### TASK GOAL
Say how many lines of the records below contain the word "white", counting only matches with the same case. Reply with the number alone.

### DATA FOR THE TASK

begin

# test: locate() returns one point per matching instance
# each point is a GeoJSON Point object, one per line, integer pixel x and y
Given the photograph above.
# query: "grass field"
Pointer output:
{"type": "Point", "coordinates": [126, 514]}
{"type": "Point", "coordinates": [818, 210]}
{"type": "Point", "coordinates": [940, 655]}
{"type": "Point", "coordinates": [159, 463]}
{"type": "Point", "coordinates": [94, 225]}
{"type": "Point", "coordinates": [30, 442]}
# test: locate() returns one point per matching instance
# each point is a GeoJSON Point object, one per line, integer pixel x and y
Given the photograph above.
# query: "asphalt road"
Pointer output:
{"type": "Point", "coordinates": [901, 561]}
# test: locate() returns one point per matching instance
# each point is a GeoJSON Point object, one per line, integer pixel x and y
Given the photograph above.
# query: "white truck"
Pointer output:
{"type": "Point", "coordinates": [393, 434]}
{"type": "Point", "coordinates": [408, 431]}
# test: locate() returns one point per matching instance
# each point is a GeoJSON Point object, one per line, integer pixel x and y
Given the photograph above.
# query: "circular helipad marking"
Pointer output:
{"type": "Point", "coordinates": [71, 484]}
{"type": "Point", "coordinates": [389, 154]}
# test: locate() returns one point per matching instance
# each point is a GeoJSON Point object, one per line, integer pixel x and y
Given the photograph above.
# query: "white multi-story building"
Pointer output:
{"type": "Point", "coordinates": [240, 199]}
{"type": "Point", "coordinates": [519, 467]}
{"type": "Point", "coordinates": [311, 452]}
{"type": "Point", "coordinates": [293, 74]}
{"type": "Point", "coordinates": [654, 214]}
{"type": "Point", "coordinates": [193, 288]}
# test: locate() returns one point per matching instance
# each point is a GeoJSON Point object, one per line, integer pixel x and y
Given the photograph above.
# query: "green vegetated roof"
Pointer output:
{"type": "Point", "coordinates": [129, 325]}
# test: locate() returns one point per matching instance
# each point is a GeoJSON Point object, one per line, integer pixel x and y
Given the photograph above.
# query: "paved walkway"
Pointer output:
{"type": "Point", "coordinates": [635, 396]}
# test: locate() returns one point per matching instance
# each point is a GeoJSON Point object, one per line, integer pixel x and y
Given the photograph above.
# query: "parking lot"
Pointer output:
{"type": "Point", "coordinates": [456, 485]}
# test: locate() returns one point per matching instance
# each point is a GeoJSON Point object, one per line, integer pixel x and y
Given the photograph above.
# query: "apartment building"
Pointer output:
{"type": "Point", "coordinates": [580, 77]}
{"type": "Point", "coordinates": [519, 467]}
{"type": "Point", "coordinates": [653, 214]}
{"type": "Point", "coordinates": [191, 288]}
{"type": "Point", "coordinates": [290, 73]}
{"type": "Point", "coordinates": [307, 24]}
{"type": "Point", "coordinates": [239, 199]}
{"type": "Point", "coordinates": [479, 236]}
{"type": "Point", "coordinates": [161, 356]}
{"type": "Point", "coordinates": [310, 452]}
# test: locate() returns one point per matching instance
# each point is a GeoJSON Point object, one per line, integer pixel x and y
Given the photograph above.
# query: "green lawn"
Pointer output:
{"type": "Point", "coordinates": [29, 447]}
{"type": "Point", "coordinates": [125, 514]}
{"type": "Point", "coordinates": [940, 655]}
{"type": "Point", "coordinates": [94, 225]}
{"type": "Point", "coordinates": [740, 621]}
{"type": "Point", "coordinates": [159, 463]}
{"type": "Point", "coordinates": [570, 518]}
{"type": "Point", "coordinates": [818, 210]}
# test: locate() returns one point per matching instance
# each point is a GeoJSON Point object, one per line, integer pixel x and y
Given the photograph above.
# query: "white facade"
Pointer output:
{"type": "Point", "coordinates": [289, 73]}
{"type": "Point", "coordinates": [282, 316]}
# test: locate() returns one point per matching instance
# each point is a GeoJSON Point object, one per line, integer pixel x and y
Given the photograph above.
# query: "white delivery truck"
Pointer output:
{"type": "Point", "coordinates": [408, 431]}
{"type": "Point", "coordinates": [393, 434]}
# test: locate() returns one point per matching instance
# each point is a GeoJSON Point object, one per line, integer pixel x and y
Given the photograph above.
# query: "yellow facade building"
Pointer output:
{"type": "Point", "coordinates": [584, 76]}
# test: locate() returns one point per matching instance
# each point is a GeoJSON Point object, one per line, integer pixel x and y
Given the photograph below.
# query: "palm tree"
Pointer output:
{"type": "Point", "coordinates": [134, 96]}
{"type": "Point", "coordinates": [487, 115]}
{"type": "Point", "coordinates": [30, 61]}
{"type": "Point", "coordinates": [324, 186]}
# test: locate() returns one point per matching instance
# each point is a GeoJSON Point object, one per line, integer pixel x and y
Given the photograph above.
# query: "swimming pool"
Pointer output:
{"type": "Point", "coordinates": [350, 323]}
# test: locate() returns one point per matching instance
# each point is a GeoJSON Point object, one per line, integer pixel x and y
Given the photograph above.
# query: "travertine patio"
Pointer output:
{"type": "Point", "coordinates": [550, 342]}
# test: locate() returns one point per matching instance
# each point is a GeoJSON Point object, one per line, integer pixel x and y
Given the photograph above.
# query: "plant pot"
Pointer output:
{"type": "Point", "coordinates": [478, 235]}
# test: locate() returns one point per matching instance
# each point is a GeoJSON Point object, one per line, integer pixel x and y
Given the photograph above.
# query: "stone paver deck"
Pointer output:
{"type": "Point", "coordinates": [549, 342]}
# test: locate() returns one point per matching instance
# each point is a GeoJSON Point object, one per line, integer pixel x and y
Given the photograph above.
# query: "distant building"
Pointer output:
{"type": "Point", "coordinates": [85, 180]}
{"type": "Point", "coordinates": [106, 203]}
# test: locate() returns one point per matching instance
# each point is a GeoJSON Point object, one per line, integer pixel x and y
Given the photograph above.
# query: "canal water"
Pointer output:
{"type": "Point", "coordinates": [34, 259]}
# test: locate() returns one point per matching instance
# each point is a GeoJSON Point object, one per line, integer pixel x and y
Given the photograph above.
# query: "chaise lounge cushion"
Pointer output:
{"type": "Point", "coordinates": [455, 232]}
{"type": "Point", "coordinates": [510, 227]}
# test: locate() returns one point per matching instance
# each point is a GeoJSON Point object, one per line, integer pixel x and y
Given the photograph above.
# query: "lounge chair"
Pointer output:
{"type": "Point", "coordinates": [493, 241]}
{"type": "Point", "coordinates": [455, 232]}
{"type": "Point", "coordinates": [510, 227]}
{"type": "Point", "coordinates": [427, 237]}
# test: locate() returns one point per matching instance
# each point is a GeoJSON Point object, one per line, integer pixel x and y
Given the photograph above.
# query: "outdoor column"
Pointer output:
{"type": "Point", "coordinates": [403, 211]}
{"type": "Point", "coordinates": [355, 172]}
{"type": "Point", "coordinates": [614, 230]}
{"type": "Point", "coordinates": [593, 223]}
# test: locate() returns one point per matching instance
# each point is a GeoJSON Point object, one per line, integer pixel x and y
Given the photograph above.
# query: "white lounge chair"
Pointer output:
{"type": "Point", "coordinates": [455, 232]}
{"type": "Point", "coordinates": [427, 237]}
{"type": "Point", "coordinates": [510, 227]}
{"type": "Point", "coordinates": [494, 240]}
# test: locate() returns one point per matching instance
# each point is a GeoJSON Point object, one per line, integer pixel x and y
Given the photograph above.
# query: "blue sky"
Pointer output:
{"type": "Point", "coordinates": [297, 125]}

end

### REPLY
5